# Start of SOURCE RECORDS
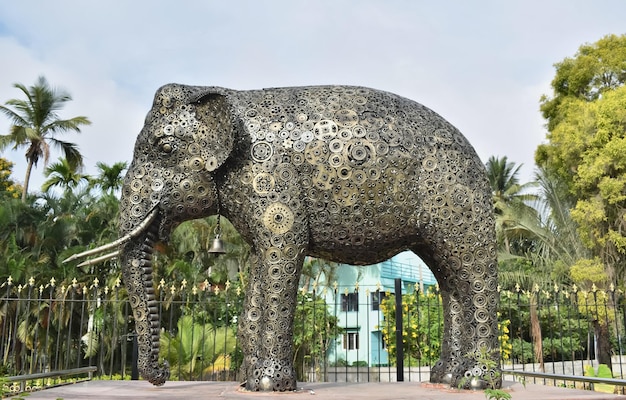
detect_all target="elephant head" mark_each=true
[66,84,234,385]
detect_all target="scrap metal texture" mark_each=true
[120,84,499,391]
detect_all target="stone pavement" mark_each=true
[20,381,626,400]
# End of SOURCE RECORDS
# WHAT TO PRODUCE
Give the number of lines in the records that contain the string "true", treating uppercase and lowercase as different, and reply with that number only.

# OUTPUT
3